What the exercise asks:
Continue the article on dynamic portfolio allocation from the point where it stops.

Document:
Mumbai, May 12, 2025
WISE MIX. In a dynamic marketplace, allocation must be forward-looking, diversifying across asset classes and geographies.
In a global landscape marked by trade wars, AI-driven disruptions, and a changing world political order, investors are navigating a period of profound economic, technological, and geopolitical transformation.
Portfolio allocation, once driven by static models and broad rules-of-thumb, must now be more dynamic and forward-looking, seeking opportunities across asset classes and geographies. Investors who adapt to this new normal stand to benefit meaningfully.
A New Market Reality
We have moved from an era of ultra-low interest rates and abundant liquidity into one of higher inflation, interest rate normalisation, and increased economic and geopolitical uncertainty. These shifts are influencing asset class behavior in significant ways – equity valuations are being tested, bond markets are repricing risk, and alternative assets are gaining investor attention as traditional diversification approaches become less effective.
In India, despite a compelling structural growth story driven by formalisation, digitisation and consumption, risks like global supply chain disruptions and rupee volatility loom. The Nifty 500 has delivered ~12.5% annualized returns over the past decade, but forward P/E ratios at 21x may signal potential valuation concerns.
Principles of Dynamic Allocation
Portfolio allocation strategies must balance opportunities with these risks, and a robust one rests on a few key principles:
Thoughtful Diversification
True diversification is not just a spread of asset classes but involves targeting uncorrelated sources of return and risk. This might mean blending domestic equities with global exposures, adding fixed income instruments of varying duration and credit quality, and thoughtfully incorporating alternatives like REITs, InvITs, private equity, or gold.
Risk-Based Allocation
When constructing portfolios, we advocate a risk-based approach where investors focus on how much risk they can tolerate, financially and psychologically. For example, a family office may accept more illiquidity in pursuit of higher long-term alpha (excess returns over a benchmark) through private equity, while a retiree may prioritise safety and income typically available from fixed income instruments.
Tactical Adjustments
While strategic allocation anchors the portfolio, tactical tweaks can enhance a portfolio’s risk-adjusted returns. For instance, reducing Indian mid-caps when valuations are stretched (currently ~ 27x) and earnings momentum is tepid, or increasing international exposure when the rupee is overvalued, are tactical moves grounded in macro and valuation considerations.
Cash as a Tool
In uncertain markets, holding 5-10% in cash provides optionality. Despite inflationary concerns, cash offers dry powder for redeployment when opportunities arise. The key is staying selectively liquid, not under-invested.

Record set:

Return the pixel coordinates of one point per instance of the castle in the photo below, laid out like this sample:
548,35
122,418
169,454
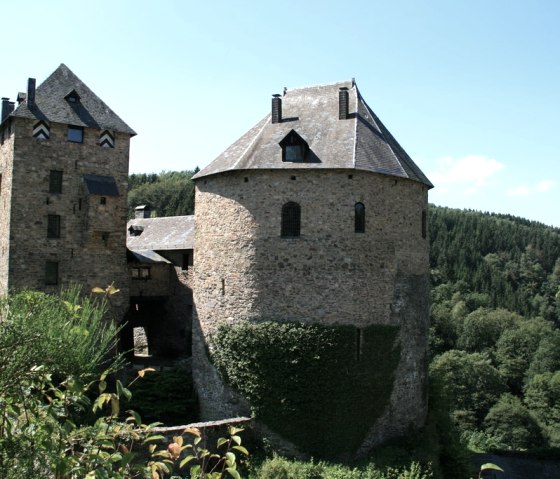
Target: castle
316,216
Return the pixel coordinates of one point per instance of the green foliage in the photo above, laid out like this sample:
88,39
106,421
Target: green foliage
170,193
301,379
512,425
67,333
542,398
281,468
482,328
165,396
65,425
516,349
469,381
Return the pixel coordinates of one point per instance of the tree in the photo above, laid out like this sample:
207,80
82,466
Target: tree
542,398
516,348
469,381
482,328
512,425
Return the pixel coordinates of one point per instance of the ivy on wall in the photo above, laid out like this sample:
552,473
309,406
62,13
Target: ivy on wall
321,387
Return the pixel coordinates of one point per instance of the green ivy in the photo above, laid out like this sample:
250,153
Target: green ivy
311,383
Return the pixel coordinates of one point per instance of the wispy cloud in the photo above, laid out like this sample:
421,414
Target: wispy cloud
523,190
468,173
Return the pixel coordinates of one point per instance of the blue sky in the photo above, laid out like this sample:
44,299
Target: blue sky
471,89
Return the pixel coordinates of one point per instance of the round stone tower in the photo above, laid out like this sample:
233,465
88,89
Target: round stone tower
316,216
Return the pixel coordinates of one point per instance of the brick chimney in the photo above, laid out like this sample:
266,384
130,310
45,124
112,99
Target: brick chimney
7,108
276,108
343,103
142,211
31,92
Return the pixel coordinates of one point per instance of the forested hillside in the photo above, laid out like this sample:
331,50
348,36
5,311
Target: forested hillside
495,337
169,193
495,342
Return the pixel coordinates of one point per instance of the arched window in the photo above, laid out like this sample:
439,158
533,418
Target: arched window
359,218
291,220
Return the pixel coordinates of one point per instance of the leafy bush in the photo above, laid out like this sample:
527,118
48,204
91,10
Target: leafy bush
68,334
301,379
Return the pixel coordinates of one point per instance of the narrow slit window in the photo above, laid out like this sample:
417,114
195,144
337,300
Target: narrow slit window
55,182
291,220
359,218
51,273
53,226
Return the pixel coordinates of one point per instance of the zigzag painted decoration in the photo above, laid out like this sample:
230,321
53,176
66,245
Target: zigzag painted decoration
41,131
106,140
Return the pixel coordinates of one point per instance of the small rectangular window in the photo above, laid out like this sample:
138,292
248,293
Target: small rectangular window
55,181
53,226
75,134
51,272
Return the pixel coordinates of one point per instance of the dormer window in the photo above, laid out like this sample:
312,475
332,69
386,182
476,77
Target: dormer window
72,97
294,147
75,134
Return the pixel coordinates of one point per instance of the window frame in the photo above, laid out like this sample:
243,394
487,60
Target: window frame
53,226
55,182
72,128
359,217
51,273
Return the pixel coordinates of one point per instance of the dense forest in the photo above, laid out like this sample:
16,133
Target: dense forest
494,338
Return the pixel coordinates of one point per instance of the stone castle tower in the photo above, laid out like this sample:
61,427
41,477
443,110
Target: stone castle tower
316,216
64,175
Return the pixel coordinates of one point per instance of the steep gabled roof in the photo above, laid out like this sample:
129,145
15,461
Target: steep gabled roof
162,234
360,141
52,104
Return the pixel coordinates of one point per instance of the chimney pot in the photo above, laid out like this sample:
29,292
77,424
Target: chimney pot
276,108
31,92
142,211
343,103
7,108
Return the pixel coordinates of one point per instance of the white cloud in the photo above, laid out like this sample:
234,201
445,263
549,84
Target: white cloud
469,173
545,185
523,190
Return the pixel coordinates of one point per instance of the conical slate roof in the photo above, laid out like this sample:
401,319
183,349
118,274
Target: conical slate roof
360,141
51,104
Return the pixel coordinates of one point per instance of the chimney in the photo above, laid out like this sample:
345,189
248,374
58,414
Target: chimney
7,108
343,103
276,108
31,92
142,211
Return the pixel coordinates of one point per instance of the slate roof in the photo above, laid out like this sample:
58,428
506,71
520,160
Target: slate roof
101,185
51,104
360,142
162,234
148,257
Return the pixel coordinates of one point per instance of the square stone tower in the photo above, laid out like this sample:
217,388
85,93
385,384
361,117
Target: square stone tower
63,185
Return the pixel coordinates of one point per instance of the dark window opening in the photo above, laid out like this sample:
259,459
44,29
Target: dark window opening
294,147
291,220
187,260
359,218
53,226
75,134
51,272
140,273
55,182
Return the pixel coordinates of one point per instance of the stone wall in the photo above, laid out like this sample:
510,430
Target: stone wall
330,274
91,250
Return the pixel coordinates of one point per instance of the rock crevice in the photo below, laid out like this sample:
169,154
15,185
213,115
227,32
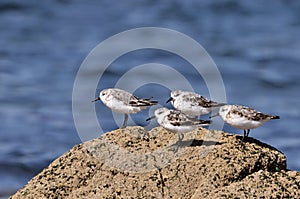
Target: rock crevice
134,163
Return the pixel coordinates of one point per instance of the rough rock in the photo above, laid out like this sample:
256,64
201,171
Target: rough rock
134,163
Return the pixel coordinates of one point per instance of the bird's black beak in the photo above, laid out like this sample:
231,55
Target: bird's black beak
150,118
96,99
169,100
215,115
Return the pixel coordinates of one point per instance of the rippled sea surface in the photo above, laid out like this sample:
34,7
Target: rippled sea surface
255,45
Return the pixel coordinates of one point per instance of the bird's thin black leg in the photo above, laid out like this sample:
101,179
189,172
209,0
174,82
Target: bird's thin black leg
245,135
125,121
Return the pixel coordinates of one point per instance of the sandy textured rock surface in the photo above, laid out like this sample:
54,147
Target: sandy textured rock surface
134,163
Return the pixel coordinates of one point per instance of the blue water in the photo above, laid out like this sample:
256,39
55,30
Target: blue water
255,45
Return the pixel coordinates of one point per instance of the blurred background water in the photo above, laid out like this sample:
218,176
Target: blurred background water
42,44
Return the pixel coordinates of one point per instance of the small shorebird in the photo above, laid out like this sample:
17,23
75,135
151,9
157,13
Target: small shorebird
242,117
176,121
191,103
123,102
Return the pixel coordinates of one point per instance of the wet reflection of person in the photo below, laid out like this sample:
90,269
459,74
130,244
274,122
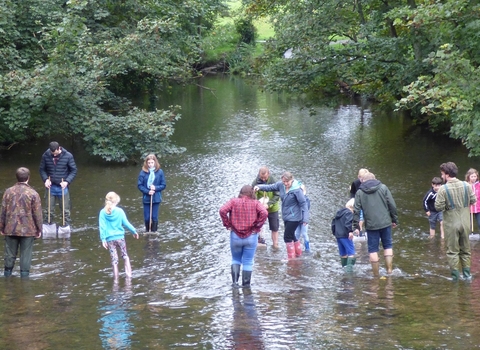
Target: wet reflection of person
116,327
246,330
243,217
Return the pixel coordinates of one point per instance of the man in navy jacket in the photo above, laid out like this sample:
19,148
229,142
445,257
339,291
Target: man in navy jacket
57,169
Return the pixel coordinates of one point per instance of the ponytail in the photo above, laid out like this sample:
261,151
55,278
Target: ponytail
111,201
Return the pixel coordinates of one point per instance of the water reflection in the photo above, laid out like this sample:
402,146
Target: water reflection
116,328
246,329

Final result:
Equity Allocation: Core and Satellite
Indian equities remain a favoured vehicle for wealth creation, and for good reason. As a class, they have performed well in both relative and absolute terms and the long-term outlook remains compelling, supported by demographic tailwinds, a reform-oriented government, and healthy corporate earnings.
A core-satellite approach works well here. The core, typically 60-70% of the equity allocation, should be in high-quality businesses or diversified mutual funds. The satellite can take a more thematic approach such as individual factors like momentum or low volatility, or emerging sectors like EVs, AI, and manufacturing. Aside from mutual funds, direct equity, portfolio management services (PMS), or even focused ETFs can play a role.
Increasingly, global equity exposure represents a core component. It mitigates domestic concentration risk and provides access to sectoral opportunities not readily available in India. Given current valuations, however, investors may consider restricting exposure to the U.S., especially mega-cap tech stocks, in favour of Europe, Japan, and emerging Asia, which offer more compelling relative value.
Fixed Income: Stabilising the Portfolio
With the RBI having eased rates by 50bps and liquidity remaining manageable, Indian bonds have risen recently. Further, despite global uncertainty, foreign inflows have remained robust. Yields across high-quality debt have stabilised at 6.5% – 7.5% and significant gains from adding duration are unlikely.
Short-to-medium duration bonds and funds, and carefully selected credits offer income with low volatility. For those willing to move up the risk curve, select credit or hybrid debt instruments can enhance yields to 8-10%.
Alternatives: Enhancing Diversification
Alternatives are no longer just for institutions. Indian HNIs and family offices are increasingly allocating to private equity, structured credit, venture debt, REITs, and InvITs. These assets, though illiquid, offer higher returns of 15-20% with less correlation with public markets. Gold, too, continues to serve as a useful geopolitical, inflation and currency hedge, returning ~13.5% p.a. over the past 5 years, albeit at current levels, caution is advisable.
Behaviour Matters
An underappreciated factor in investing success is investor behaviour. Asset allocation works only when it is consistently followed. Rebalancing, resisting the urge to excessively time the market, and aligning investments with goals and risk appetite is where discipline meets performance.
In Conclusion
Markets are constantly evolving, but a disciplined approach to asset allocation is enduring. Review your portfolio’s alignment with these principles and consider consulting a wealth advisor to tailor strategies to your goals in this dynamic landscape.
For retail investors looking to delegate the asset allocation process to professional managers, we are also seeing the emergence of multi asset allocation funds that may substantially do the job for them.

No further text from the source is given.